GEKOZEN FRAGMENT:
_ _ _ _ _ _ _

1. Inleiding: ‘Het menselijk leven is meer dan het feit dat je leeft’
Filosofie is makkelijker als je denkt. Maar leeft het denken ook? Een korte inleiding in de filosofie van het leven.
Tussen levend en levenloos bestaat een levensgroot verschil. We zullen zelden een kat of een kreeft voor een steen verwisselen, en niemand ontgaat de verandering die heeft plaatsgevonden in een geliefd lichaam dat niet meer leeft. Het onderscheid tussen leven en dood is zo groot, dat sommige wetenschappers dachten dat er een apart element moest bestaan dat leven geeft. Deze ‘vitalisten’ deden in de achttiende en negentiende eeuw allerlei experimenten om dit leven-gevende element te ontdekken, maar vonden niets.
Als er geen ‘vitale kracht’ bestaat die dingen levend maakt, wat is leven dan? Voor de Griekse filosoof Plato (ca. 427-347 v.Chr.) gaat leven allereerst over voeding en voortplanting. Planten, dieren en mensen houden zichzelf in stand en brengen nageslacht voort. Dieren en mensen kunnen ook voelen en bewegen, terwijl mensen als enige ook een ziel hebben en kunnen nadenken. Aristoteles (384-322 v.Chr.), de eerste bioloog, meent in tegenstelling tot zijn leermeester Plato dat álle levende wezens een ziel hebben: alle organismen hebben een vorm, een organisatie die maakt dat ze blijven bestaan.
Is leven slechts streven naar voortbestaan?
Voor Plato en Aristoteles komt leven uiteindelijk neer op willen blijven leven. De Duitse filosoof Arthur Schopenhauer (1788-1860) noemt dat Wille zum Leben, de oerwil om te blijven bestaan die al het leven voortdrijft. Over het leven zelf was hij bondig: ‘Het leven is een kort oponthoud tussen twee keer niets.’
Filosoof Helmuth Plessner (1892-1985) beschrijft het leven niet in termen van voortbestaan, maar als de wijze waarop iets in de wereld bestaat. Levenloze zaken als stenen of zandkorrels hebben contouren, stelt hij, maar elk levend ding kent een grens die het actief in stand houdt. Planten onderhouden het eigen organisme en dieren proberen te voorkomen dat iets, bijvoorbeeld de tanden van een roofdier, de grenzen van hun lijf schendt.
De mens is voor Plessner een bijzondere vorm van leven. De mens leeft niet alleen, maar is ook altijd op zoek naar een manier van leven. En voor die manier van leven gebruiken we altijd iets buiten onszelf. De mens is, zoals Plessner het zegt, van nature kunstmatig. Leven doen we via de omweg van techniek en technologie. We stoken vuur om te koken en bouwen huizen om ons thuis te voelen.
Voor een mensenleven is het naakte leven niet voldoende, schrijft de Italiaanse filosoof Giorgio Agamben (1942). We hebben geen leven zonder geschiedenis, cultuur, sociale omgeving, een plek in de maatschappij. Zo werden volgens Agamben de slachtoffers die de Holocaust overleefden, toch het leven ontnomen.
2. Vragen stellen: is er leven zonder beleving?

_ _ _ _ _ _ _

GEGEVEN INFORMATIE:

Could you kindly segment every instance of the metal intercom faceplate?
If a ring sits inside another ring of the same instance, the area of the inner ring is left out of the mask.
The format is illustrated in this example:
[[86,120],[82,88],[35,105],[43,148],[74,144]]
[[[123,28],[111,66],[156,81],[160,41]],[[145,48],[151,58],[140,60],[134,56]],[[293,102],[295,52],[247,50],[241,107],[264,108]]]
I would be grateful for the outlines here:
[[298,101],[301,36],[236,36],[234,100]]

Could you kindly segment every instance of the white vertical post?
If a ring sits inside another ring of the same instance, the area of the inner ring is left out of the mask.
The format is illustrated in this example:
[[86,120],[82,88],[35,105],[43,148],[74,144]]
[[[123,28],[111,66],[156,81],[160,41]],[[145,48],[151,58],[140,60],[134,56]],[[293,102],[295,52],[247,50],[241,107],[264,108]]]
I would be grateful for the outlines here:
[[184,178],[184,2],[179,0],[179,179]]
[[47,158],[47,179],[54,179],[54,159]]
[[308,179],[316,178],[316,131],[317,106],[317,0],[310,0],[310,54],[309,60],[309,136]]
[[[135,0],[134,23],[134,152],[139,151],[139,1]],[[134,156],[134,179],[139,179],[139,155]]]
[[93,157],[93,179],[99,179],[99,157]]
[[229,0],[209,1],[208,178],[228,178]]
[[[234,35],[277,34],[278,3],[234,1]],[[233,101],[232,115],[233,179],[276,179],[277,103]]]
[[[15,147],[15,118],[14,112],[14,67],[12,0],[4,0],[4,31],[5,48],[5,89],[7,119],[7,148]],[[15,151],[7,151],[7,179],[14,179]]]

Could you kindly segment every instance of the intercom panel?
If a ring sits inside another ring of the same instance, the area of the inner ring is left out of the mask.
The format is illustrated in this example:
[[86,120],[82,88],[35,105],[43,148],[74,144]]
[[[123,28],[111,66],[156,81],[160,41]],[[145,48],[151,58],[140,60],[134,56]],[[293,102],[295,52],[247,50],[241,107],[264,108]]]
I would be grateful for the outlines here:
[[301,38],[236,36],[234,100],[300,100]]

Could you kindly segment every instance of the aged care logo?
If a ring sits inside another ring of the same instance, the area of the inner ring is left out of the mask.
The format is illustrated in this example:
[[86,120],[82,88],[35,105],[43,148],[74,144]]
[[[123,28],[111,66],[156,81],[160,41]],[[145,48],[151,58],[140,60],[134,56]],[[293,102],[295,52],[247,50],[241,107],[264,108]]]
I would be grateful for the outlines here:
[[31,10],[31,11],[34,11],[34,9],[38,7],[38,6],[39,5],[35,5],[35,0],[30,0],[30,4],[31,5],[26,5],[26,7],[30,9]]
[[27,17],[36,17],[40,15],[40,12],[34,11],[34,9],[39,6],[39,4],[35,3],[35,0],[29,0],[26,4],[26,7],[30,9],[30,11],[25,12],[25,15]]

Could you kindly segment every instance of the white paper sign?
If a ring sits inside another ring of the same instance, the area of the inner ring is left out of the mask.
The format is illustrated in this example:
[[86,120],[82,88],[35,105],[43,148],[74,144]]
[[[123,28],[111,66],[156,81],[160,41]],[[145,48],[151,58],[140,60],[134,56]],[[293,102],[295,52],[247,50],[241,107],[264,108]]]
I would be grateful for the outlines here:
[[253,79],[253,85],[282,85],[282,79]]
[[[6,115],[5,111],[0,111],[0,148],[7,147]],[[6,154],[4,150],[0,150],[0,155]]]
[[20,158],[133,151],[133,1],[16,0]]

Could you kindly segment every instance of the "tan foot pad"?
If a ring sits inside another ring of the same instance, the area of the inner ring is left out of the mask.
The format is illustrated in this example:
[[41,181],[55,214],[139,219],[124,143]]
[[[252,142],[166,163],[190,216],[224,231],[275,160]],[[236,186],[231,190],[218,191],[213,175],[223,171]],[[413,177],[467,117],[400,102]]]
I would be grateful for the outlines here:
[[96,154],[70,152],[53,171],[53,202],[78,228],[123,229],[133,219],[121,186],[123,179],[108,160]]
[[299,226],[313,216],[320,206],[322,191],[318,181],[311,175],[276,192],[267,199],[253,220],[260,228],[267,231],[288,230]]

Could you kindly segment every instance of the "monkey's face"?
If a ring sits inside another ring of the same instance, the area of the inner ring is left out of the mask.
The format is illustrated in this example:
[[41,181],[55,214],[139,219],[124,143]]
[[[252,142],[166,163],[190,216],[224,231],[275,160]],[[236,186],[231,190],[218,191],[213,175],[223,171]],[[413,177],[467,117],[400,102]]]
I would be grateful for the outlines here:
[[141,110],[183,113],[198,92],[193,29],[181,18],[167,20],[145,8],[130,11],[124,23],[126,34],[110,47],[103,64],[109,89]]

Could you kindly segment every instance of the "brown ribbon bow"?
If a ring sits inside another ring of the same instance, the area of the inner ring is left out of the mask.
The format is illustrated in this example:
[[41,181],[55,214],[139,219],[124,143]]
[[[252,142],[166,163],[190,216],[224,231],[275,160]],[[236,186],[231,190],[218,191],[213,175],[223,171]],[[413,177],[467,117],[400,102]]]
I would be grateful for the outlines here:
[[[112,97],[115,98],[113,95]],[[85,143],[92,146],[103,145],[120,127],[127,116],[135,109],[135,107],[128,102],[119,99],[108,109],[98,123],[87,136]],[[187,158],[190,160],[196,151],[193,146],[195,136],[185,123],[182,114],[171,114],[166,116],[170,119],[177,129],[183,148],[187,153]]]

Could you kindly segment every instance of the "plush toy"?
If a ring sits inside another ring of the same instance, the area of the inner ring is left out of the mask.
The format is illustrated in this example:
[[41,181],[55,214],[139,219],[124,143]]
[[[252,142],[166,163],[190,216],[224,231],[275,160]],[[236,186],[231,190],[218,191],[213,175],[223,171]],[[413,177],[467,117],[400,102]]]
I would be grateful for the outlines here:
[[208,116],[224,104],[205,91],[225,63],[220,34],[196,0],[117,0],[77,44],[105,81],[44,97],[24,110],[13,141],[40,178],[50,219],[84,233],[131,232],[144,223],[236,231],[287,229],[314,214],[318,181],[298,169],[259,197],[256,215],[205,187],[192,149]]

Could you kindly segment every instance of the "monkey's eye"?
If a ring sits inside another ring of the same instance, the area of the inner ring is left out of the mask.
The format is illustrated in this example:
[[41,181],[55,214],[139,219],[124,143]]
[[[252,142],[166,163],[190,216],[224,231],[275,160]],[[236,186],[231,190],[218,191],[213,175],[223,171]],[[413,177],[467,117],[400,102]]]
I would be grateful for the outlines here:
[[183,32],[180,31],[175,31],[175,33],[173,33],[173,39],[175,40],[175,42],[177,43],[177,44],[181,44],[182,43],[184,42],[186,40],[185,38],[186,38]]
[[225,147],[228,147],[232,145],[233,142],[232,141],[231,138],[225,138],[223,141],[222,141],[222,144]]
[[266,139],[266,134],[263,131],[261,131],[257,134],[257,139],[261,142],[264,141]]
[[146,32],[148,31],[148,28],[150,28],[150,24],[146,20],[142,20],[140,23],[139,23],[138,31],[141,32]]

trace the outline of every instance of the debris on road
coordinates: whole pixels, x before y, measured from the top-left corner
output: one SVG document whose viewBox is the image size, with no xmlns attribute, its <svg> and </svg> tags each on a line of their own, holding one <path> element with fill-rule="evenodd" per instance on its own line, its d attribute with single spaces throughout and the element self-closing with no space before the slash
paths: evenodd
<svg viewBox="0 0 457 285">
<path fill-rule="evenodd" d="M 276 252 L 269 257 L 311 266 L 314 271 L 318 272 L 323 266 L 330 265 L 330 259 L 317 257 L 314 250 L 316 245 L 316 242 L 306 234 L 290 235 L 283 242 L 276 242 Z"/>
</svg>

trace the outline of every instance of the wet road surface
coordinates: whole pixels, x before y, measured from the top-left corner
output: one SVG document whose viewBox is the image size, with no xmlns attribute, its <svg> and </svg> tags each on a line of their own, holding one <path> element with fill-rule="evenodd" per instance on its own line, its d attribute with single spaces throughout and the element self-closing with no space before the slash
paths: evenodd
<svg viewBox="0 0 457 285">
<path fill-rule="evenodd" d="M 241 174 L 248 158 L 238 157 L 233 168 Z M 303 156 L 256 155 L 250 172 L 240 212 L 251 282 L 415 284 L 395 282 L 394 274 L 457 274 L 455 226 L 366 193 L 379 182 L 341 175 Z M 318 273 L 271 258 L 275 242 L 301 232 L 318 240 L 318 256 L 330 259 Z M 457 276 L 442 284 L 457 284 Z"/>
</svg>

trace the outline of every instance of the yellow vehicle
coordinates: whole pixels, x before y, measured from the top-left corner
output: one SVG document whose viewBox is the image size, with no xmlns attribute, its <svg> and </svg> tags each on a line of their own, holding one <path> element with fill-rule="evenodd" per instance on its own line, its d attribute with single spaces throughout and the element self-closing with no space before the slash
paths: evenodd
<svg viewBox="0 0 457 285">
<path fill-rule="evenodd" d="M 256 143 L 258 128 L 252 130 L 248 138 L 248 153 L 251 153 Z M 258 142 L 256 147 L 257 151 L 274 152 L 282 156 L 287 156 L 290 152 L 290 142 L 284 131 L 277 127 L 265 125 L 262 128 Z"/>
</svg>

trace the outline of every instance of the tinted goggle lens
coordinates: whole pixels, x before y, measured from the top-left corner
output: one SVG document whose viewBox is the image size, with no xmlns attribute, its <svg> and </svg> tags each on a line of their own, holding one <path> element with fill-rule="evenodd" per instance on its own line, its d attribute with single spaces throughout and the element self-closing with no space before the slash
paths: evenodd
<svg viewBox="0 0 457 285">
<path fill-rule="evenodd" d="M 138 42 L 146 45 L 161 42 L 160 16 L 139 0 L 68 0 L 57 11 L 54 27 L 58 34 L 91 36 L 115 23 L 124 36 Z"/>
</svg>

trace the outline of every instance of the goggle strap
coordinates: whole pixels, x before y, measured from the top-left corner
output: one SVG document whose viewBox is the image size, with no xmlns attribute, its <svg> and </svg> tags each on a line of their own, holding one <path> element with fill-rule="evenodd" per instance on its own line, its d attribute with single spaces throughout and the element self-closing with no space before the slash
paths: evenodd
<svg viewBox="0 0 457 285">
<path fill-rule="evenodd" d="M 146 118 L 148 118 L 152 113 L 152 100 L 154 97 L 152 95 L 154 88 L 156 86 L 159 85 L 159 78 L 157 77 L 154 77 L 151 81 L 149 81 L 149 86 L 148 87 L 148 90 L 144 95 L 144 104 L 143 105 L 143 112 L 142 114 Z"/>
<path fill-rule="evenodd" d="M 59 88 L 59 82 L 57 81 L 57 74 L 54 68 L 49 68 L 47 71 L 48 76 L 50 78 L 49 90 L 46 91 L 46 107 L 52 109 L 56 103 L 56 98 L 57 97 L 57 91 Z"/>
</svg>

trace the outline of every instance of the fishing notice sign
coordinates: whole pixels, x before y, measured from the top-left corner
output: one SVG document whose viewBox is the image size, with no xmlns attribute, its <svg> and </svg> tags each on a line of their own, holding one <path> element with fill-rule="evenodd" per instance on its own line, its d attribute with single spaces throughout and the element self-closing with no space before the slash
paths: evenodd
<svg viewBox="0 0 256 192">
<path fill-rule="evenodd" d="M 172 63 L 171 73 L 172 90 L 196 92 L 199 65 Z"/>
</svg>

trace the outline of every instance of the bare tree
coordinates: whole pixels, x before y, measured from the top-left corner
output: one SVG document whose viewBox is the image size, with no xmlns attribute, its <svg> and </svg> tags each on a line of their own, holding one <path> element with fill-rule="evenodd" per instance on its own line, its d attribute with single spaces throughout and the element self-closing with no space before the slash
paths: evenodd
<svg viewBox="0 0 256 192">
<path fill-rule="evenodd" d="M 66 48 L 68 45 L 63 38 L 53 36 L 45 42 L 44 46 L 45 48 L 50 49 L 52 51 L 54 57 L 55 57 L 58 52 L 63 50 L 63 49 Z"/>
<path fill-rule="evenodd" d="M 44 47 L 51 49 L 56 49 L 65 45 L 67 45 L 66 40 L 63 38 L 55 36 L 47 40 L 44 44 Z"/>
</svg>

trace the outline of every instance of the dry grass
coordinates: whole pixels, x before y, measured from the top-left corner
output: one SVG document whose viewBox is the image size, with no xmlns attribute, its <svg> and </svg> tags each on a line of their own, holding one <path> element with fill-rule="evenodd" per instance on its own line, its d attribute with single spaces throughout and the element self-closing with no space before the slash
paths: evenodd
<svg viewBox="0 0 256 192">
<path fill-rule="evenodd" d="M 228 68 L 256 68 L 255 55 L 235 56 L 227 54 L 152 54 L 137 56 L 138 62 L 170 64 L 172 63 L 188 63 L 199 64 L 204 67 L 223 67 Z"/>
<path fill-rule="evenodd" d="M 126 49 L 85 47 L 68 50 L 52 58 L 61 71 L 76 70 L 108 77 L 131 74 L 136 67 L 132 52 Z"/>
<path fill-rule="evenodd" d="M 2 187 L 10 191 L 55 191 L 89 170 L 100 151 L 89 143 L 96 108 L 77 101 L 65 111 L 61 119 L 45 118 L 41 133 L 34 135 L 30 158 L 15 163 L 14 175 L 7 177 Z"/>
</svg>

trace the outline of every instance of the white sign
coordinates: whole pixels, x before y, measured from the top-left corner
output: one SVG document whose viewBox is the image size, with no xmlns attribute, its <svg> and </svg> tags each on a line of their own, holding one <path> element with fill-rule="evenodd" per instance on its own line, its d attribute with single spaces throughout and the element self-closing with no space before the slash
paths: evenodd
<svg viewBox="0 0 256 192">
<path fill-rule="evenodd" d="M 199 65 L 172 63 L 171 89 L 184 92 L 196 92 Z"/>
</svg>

_ _ _ _ _ _ _

OPDRACHT 1:
Beantwoord deze vragen over het fragment over de filosofie van het leven:
(a) In welke eeuwen deden de vitalisten hun experimenten?
(b) Hoe noemt Schopenhauer de oerwil om te blijven bestaan?
(c) Welke twee voorbeelden geeft het fragment van hoe we via techniek leven?
OPDRACHT 2:
Kopieer uit het fragment over de filosofie van het leven letterlijk het stuk tussen "Voor Plato en" en "hun lijf schendt.", beide inbegrepen.

JUISTE ANTWOORD 1:
(a) In de achttiende en negentiende eeuw.
(b) Wille zum Leben.
(c) We stoken vuur om te koken en bouwen huizen om ons thuis te voelen.

JUISTE ANTWOORD 2:
Voor Plato en Aristoteles komt leven uiteindelijk neer op willen blijven leven. De Duitse filosoof Arthur Schopenhauer (1788-1860) noemt dat Wille zum Leben, de oerwil om te blijven bestaan die al het leven voortdrijft. Over het leven zelf was hij bondig: ‘Het leven is een kort oponthoud tussen twee keer niets.’
Filosoof Helmuth Plessner (1892-1985) beschrijft het leven niet in termen van voortbestaan, maar als de wijze waarop iets in de wereld bestaat. Levenloze zaken als stenen of zandkorrels hebben contouren, stelt hij, maar elk levend ding kent een grens die het actief in stand houdt. Planten onderhouden het eigen organisme en dieren proberen te voorkomen dat iets, bijvoorbeeld de tanden van een roofdier, de grenzen van hun lijf schendt.